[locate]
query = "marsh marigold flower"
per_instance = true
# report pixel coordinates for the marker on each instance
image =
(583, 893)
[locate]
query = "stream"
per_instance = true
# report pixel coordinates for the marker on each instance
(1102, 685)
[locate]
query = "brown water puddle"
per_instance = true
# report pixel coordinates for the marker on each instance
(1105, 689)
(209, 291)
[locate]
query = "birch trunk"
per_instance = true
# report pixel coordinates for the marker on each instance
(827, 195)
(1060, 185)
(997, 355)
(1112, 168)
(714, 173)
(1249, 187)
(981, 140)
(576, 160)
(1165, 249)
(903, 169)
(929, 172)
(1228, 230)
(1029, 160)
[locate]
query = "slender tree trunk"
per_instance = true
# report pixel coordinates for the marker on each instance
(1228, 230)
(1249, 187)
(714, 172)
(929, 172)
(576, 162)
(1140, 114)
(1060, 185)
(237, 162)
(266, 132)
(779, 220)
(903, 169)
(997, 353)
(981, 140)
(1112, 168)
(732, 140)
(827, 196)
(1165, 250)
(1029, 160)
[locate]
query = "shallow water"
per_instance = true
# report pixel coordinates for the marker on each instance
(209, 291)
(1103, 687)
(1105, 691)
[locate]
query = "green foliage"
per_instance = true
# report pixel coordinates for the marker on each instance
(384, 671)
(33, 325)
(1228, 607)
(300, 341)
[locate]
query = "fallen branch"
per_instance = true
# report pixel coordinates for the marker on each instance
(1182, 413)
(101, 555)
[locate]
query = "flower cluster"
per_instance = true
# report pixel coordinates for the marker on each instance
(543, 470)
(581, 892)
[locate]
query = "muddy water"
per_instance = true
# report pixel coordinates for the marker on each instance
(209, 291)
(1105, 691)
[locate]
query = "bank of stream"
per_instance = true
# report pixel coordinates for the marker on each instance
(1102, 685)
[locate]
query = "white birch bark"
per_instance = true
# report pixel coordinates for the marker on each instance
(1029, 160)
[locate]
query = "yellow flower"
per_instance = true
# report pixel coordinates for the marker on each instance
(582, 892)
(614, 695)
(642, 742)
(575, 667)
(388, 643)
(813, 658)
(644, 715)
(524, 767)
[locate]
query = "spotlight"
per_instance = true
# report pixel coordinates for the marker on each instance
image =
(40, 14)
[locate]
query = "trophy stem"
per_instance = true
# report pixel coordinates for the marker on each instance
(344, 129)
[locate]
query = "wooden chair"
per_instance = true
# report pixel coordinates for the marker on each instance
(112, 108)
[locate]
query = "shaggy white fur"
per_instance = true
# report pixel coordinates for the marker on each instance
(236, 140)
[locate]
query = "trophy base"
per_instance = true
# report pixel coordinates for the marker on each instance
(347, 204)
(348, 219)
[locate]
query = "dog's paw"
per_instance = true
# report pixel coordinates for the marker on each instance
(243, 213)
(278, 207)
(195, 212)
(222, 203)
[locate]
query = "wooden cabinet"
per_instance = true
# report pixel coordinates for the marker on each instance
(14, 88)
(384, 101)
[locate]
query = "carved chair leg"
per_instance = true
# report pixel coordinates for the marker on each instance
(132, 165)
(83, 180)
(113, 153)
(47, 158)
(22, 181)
++++
Problem to solve: Copy all lines of the records that have the string "chair" in them.

Solution below:
query = "wooden chair"
query = "carved chair leg"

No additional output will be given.